Given exercise — Find every line in the rows below that contains the string "point" and copy each one.

Given data —
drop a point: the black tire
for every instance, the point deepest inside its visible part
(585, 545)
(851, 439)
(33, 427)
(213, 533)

==

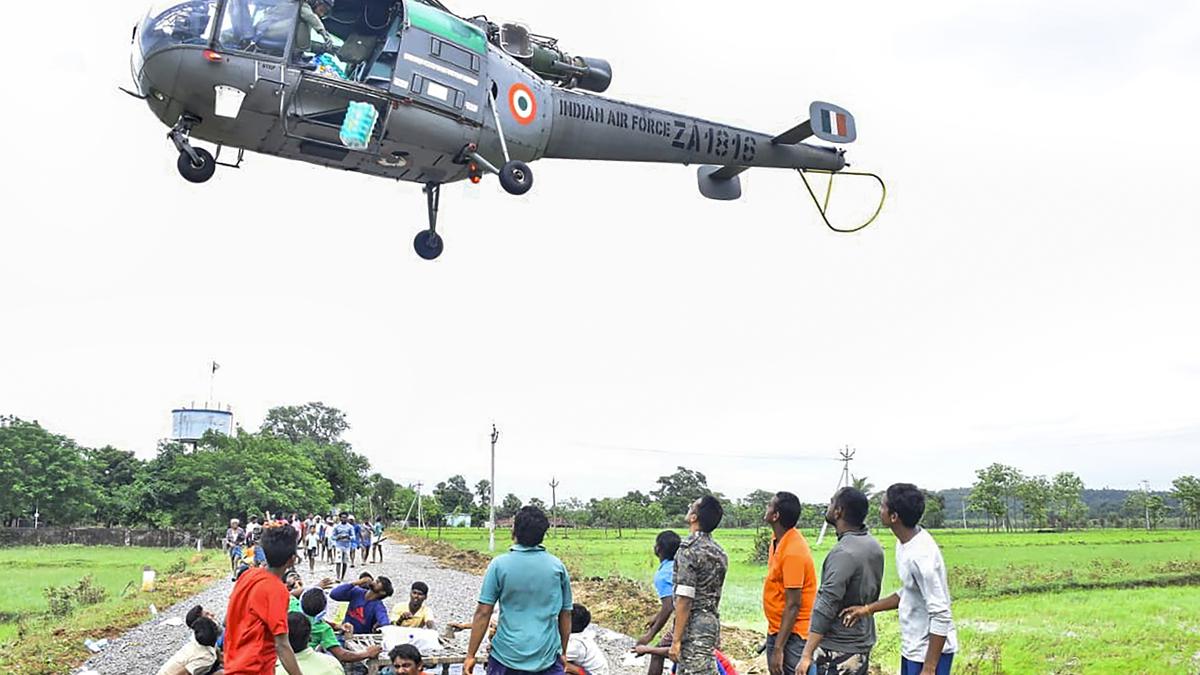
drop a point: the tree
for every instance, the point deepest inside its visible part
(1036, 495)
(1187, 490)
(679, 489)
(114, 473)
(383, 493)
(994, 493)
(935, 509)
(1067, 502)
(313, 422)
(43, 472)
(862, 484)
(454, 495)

Task response —
drop a point: the black tire
for every instance, the point deepest inside its visible part
drop a point: the tree
for every instance, the point deepest inside its visible part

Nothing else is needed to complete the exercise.